DOCUMENT PASSAGE:
— Begin —

On June 28, 2011, Defendants removed the action to this Court. Dkt. 1. In the notice of removal, Defendants contend that Cortland alleges "Violation of Protected Rights, Declaratory Relief, [and] Outrage. . . ." Id. at 2.
On July 13, 2011, Defendants filed a motion to dismiss and cancellation of lis pendens. Dkt. 8. On July 25, 2011, Cortland responded. Dkt. 10. On August 5, 2011, Defendants replied. Dkt. 11.
II. DISCUSSION
A. Standard
Motions to dismiss brought under Rule 12(b)(6) of the Federal Rules of Civil Procedure may be based on either the lack of a cognizable legal theory or the absence of sufficient facts alleged under such a theory. Balistreri v. Pacifica Police Department, 901 F.2d 696, 699 (9th Cir. 1990). Material allegations are taken as admitted and the complaint is construed in the plaintiff's favor. Keniston v. Roberts, 717 F.2d 1295, 1301 (9th Cir. 1983). To survive a motion to dismiss, the complaint does not require detailed factual allegations but must provide the grounds for entitlement to relief and not merely a "formulaic recitation" of the elements of a cause of action. Bell Atlantic Corp. v. Twombly, 127 S. Ct. 1955, 1965 (2007). Plaintiffs must allege "enough facts to state a claim to relief that is plausible on its face." Id. at 1974. When deciding a motion to dismiss, the Court's consideration is limited to the pleadings. Fed.R.Civ.P. 12(d).

— End —

RECORDS FOR THIS EXERCISE:
— Begin —

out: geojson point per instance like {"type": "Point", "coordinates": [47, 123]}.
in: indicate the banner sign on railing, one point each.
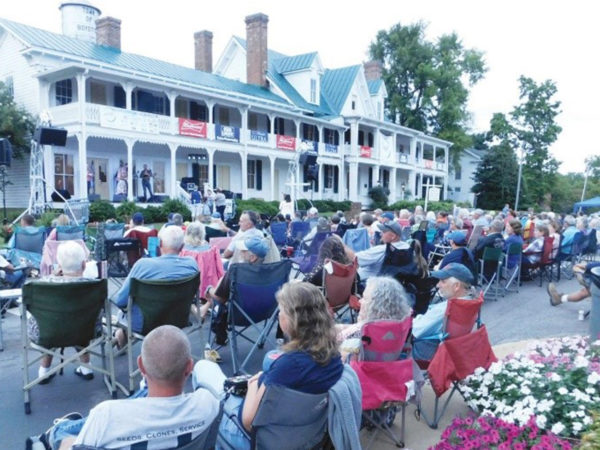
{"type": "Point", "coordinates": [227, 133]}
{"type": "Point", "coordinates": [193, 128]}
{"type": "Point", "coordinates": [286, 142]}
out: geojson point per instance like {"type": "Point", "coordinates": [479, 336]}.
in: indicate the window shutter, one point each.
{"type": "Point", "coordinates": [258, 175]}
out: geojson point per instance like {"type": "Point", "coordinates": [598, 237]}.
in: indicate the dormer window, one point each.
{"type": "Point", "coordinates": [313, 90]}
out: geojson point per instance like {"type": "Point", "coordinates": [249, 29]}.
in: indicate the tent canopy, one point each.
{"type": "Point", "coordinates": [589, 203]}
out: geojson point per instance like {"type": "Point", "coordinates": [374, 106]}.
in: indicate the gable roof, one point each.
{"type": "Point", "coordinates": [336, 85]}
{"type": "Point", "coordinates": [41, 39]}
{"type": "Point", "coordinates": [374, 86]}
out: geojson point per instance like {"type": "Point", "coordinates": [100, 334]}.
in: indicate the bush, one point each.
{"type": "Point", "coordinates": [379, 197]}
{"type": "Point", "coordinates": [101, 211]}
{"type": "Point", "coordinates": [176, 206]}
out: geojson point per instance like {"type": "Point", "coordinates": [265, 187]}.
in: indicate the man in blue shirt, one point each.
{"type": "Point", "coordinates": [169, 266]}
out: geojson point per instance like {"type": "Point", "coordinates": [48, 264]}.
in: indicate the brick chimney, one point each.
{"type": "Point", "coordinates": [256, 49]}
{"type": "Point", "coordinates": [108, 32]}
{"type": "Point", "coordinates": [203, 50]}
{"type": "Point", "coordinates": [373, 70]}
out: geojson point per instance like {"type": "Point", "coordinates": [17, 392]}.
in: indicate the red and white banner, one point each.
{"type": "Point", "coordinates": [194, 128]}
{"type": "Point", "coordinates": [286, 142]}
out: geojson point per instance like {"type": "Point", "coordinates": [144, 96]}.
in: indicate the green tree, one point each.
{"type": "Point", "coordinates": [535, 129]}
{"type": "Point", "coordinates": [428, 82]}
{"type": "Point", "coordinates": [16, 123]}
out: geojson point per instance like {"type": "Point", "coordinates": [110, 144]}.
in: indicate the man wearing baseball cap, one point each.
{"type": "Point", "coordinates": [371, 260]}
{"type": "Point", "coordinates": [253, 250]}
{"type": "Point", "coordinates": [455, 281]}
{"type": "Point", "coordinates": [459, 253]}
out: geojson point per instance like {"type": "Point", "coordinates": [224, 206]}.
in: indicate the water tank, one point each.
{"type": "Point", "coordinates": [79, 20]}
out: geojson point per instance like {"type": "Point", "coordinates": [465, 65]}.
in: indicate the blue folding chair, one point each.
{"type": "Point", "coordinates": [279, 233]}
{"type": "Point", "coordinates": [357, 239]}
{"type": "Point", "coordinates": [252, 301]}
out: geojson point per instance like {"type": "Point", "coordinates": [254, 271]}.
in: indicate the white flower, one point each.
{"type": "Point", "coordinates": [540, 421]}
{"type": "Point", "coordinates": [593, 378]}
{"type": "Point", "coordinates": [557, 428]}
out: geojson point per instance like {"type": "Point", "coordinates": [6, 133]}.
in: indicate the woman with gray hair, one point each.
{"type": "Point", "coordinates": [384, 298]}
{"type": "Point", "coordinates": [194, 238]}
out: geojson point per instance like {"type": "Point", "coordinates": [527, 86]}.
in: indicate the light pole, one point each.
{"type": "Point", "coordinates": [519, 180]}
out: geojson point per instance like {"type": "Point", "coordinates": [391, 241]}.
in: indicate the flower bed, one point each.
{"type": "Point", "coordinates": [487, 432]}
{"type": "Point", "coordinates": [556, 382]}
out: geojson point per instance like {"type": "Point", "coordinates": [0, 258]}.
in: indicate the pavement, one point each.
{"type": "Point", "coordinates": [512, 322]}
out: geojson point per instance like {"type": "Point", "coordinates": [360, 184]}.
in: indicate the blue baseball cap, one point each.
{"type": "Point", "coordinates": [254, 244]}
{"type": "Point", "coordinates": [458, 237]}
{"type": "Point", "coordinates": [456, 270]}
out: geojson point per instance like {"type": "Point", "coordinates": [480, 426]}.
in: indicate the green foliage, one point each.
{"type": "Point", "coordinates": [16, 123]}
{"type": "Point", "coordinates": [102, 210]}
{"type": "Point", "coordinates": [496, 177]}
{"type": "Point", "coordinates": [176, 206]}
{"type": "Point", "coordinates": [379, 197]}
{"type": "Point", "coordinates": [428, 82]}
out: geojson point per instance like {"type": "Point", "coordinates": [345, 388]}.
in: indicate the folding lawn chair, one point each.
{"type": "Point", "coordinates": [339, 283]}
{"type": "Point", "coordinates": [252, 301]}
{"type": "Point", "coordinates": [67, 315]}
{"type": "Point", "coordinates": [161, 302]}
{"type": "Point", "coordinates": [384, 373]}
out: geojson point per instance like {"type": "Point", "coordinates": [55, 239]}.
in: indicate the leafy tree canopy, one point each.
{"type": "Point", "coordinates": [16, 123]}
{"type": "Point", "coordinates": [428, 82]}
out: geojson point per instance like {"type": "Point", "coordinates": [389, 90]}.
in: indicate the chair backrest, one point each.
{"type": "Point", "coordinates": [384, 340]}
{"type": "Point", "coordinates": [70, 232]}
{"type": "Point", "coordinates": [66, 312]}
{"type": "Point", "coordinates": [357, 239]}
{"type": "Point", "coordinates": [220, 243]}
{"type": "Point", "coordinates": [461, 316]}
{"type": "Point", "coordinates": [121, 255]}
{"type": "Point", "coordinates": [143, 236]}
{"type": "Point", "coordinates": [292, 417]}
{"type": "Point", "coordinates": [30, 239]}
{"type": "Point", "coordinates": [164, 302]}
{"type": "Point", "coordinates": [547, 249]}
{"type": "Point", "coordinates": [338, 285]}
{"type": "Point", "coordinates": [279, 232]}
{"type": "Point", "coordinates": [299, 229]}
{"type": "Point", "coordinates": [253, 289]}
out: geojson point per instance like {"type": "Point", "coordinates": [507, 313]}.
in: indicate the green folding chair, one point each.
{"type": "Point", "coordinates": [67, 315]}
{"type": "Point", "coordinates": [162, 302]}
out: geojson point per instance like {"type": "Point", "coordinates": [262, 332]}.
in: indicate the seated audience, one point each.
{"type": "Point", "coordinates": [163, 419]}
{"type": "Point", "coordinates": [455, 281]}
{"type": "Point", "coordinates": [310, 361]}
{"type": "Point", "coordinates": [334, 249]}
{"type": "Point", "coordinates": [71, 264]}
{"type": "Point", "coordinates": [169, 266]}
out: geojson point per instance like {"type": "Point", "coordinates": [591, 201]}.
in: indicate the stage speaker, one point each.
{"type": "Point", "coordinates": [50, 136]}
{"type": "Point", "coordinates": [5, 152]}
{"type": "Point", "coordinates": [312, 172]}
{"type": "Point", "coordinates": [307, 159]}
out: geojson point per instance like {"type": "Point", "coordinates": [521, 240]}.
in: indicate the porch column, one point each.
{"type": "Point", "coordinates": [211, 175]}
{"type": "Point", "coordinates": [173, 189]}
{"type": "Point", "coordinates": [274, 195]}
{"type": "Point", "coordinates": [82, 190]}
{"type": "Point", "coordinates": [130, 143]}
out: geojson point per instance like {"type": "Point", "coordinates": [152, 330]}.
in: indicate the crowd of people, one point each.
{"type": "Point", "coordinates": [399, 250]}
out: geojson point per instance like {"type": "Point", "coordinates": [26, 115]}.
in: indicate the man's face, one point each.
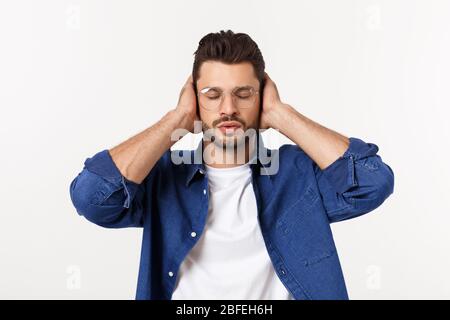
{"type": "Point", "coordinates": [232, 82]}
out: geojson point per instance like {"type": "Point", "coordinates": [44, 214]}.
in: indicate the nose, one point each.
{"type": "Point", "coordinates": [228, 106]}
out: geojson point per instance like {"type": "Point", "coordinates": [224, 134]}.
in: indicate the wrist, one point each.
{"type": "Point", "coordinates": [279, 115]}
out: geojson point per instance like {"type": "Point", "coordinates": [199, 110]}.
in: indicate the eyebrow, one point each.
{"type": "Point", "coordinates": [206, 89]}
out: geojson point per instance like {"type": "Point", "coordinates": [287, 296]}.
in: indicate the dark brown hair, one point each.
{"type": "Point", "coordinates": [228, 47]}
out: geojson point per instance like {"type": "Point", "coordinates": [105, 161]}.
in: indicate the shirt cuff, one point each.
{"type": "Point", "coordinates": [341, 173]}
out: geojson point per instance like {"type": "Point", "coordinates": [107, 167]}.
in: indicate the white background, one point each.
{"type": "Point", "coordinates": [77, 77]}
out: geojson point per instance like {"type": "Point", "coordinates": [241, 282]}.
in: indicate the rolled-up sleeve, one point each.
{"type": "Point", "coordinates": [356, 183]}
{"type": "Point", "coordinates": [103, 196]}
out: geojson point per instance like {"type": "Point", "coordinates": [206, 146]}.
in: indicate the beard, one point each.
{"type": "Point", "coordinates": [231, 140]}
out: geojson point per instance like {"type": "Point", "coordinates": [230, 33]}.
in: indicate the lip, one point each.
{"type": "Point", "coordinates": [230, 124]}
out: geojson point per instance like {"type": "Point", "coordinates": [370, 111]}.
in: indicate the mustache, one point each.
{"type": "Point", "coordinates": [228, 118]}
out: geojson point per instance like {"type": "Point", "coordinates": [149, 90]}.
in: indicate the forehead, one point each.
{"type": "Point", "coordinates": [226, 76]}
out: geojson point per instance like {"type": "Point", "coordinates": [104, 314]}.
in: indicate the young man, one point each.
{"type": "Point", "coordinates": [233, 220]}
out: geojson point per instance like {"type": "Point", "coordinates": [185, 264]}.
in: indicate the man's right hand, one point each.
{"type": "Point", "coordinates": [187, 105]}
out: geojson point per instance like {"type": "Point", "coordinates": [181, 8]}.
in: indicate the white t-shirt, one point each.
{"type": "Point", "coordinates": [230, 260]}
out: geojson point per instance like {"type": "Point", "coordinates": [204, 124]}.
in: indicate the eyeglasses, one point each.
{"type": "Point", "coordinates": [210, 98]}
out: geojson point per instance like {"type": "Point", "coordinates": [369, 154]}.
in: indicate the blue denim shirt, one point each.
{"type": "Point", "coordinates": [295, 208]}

— End —

TASKS:
1. Which lines in the rows above contain the string "banner"? Gather each of them, copied in full.
2. Carry the court passage on the motion to dismiss forward from its final sentence.

ANSWERS TO THE TASKS:
1.
in: indicate the banner sign on railing, one point each.
in: indicate the red and white banner, one point each.

2.
B. Defendants' Motion
Defendants move to dismiss Cortland's claims for violations of 42 U.S.C. §§ 1983 and 1985. Dkt. 8 at 3. Defendants also request that the Court order removal of the lis pendens on the Myers' home. Id. In their reply, Defendants state that Cortland has voluntarily removed the lis pendens. Dkt. 11 at 3. Therefore, the Court will only address Cortland's causes of action.
1. Section 1983
Section 1983 is a procedural device for enforcing constitutional provisions and federal statutes; the section does not create or afford substantive rights. Crumpton v. Gates, 947 F.2d 1418, 1420 (9th Cir. 1991). In order to state a claim under 42 U.S.C. § 1983, plaintiffs must demonstrate that (1) the conduct complained of was committed by a person acting under color of state law and that (2) the conduct deprived a person of a right, privilege, or immunity secured by the Constitution or by the laws of the United States. Parratt v. Taylor, 451 U.S. 527, 535 (1981), overruled on other grounds by Daniels v. Williams, 474 U.S. 327 (1986). Section 1983 is the appropriate remedy only if both elements are satisfied. Haygood v. Younger, 769 F.2d 1350, 1354 (9th Cir. 1985).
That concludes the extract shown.